§ **Records from a dataset**:
--- --- ---

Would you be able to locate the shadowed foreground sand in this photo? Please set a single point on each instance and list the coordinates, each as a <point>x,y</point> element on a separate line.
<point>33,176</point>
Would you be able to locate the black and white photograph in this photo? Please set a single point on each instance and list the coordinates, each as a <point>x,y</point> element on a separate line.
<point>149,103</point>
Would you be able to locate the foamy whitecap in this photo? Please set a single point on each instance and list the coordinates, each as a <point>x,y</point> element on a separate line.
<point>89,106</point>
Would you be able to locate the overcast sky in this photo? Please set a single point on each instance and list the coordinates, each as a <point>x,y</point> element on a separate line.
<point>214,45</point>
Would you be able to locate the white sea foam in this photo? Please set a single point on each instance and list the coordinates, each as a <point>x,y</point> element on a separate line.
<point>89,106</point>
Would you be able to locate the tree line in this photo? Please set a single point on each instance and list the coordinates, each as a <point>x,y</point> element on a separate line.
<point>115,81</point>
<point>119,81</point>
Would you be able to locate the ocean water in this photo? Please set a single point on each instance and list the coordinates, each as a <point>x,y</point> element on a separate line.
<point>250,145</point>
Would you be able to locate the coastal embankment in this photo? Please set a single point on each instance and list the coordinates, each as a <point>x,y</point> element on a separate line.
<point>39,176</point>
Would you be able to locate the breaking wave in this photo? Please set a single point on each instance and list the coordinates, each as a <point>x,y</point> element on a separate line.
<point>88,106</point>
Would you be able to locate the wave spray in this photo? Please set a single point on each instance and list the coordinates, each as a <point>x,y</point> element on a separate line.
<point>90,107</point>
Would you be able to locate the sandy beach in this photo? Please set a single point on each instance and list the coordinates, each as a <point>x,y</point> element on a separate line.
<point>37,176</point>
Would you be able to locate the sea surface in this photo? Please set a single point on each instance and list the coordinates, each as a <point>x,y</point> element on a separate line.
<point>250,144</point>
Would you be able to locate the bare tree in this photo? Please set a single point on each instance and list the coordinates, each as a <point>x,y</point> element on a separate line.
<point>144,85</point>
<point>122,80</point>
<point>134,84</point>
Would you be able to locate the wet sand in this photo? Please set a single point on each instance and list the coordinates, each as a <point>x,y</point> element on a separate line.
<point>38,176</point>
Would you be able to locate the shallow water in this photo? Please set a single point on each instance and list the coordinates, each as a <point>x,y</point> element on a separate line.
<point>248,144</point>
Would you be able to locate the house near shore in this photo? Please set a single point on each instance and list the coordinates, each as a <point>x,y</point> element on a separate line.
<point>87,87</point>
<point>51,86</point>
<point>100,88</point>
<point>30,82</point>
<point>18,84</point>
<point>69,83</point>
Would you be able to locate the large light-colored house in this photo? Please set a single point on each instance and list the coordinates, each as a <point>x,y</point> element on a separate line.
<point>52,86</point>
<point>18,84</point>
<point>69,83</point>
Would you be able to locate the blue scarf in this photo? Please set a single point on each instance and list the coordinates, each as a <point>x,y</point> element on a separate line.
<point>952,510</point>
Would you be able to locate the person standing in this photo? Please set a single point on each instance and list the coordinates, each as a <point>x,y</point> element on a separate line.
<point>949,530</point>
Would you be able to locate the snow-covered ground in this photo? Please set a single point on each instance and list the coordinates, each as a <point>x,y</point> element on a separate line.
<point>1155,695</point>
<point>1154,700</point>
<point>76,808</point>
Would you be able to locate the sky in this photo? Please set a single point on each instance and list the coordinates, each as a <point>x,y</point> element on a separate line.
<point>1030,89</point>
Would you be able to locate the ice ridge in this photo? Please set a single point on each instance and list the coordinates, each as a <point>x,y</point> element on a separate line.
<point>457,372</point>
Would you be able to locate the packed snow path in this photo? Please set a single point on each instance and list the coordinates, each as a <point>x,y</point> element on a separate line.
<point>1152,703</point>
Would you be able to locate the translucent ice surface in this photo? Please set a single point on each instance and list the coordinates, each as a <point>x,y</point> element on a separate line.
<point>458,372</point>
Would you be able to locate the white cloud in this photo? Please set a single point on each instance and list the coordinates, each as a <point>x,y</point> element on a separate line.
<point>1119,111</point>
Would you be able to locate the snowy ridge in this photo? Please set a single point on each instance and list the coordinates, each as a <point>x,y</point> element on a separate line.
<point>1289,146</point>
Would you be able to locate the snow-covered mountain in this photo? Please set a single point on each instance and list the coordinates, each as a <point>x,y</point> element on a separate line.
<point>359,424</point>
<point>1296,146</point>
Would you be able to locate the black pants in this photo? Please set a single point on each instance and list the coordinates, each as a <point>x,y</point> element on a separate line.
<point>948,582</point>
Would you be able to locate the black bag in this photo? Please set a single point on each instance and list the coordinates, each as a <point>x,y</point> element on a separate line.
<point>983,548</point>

--- --- ---

§ **PROBLEM REQUIREMENTS**:
Please write out all the records above again, substituting "its own line" for every occurrence of "a separate line" and keeping everything else the same.

§ **ANSWER TO THE TASK**:
Would you be able to locate the shadowed foreground sand in this photo? Please set a single point on each instance and list the coordinates, each as a <point>x,y</point> element on its own line.
<point>33,176</point>
Would you be able to locate the black and white photograph in this photo? Please set a single point on each instance and list the coordinates, each as a <point>x,y</point> element on its own line.
<point>149,103</point>
Would you be able to locate the foamy whitecap in this photo? Please set a single point on each instance and list the coordinates, each as a <point>x,y</point> element on its own line.
<point>89,106</point>
Would you be able to locate the overcast sky in this photo? Please set a single point on each instance and list the coordinates, each as a <point>x,y</point> element on its own line.
<point>214,45</point>
Would you be able to locate the white sea foam in this photo? Please set a single point on each instance and list the coordinates, each as a <point>x,y</point> element on its own line.
<point>89,106</point>
Would you be able to locate the tree line in this photo? Please set a single point on each instance and list the coordinates, each as a <point>x,y</point> element on its own line.
<point>115,81</point>
<point>119,81</point>
Would you be able to locate the ocean water in this photo? Please set a single point on each instance and list the coordinates, each as a <point>x,y</point> element on its own line.
<point>250,145</point>
Would you be able to locate the coastal embankment in this photo? Please set a single point on each instance and list the coordinates, each as a <point>x,y</point> element on its own line.
<point>39,176</point>
Would you be able to locate the breaking wave in this photo? Please set a single point on each instance and list the coordinates, each as a <point>x,y</point> element on its own line.
<point>88,106</point>
Would you be able to locate the wave spray in this photo? Please set a single point on each instance and list the coordinates, each as a <point>x,y</point> element on its own line.
<point>90,107</point>
Would you be able to locate the sandy beach in this photo? Please set a single point on each instance and list the coordinates, each as a <point>x,y</point> element on its own line.
<point>37,176</point>
Would you be able to locate the sea surface in this photo? Please set a single point on each instance and list the coordinates, each as a <point>x,y</point> element on its own line.
<point>250,144</point>
Would you be able to locate the bare tree in this photo? Please set a single point on each instance and list the coordinates, each as a <point>x,y</point> element on its own line.
<point>144,85</point>
<point>122,80</point>
<point>134,84</point>
Would you be able to locate the wet sand in this photo? Please set a single point on each instance and list the coordinates, each as a <point>x,y</point> element on its own line.
<point>38,176</point>
Would you be able to locate the shallow water in this photo? Please set a single point on each instance and list the coordinates, each as a <point>x,y</point> element on its own line.
<point>248,144</point>
Would you be able to locate the house near shore in this photo? Please set a single point on each instance and list the coordinates, each as a <point>x,y</point> element on its own line.
<point>87,87</point>
<point>51,86</point>
<point>100,88</point>
<point>30,82</point>
<point>18,84</point>
<point>69,83</point>
Would you be able to locate the large light-colored house in this photo? Please set a single point on each instance and list the coordinates, each as a <point>x,y</point> element on its own line.
<point>52,86</point>
<point>18,84</point>
<point>69,83</point>
Would you be able to locate the blue scarf in this photo? Please set a single point on each instance and list the coordinates, each as a <point>x,y</point> element on its own line.
<point>952,510</point>
Would you be able to locate the person standing in this photo? Please set a single point on each instance and list the coordinates, each as a <point>x,y</point> element on its own line.
<point>949,530</point>
Would you be able to locate the snow-covered ground in this photo? Please set a single point on each instance and list the coordinates, each as a <point>x,y</point> element on its own line.
<point>1155,695</point>
<point>1154,700</point>
<point>76,808</point>
Would you be able to locate the sky in this photo? Please set a single point on each instance and list the coordinates, each as a <point>x,y</point> element on its own line.
<point>1030,89</point>
Would you be able to locate the ice ridge in this photo? Please set a single point on each instance and list the coordinates, each as a <point>x,y</point> element on its own line.
<point>457,372</point>
Would you be able to locate the packed snow path in this photo? Please set a single point on each instance and list the coordinates, each as a <point>x,y</point> element on its own line.
<point>1152,703</point>
Would you be able to locate the translucent ice surface in this photo? Please set a single point on each instance and list the coordinates, each as a <point>x,y</point> element on its own line.
<point>458,372</point>
Would you be able to locate the white cloud in this photo? Please set a single point on each instance and list the coordinates, each as a <point>x,y</point> element on its own line.
<point>1119,111</point>
Would you be able to locate the snowy ridge in this photo? Please set a single point on each instance and list the coordinates, each as a <point>x,y</point> element on its own line.
<point>1289,146</point>
Would you be able to locate the snow-covered mountain in this photo? Please set a single point on each instance and list the coordinates, each as a <point>x,y</point> element on its own line.
<point>359,424</point>
<point>1296,146</point>
Would you be able to locate the black pants in this photo? Please set a single point on each instance and list the coordinates, each as a <point>x,y</point> element on its own line.
<point>948,582</point>
Would you be able to locate the black bag in this photo? Please set a single point on each instance and list the coordinates, each as a <point>x,y</point> element on its own line.
<point>983,548</point>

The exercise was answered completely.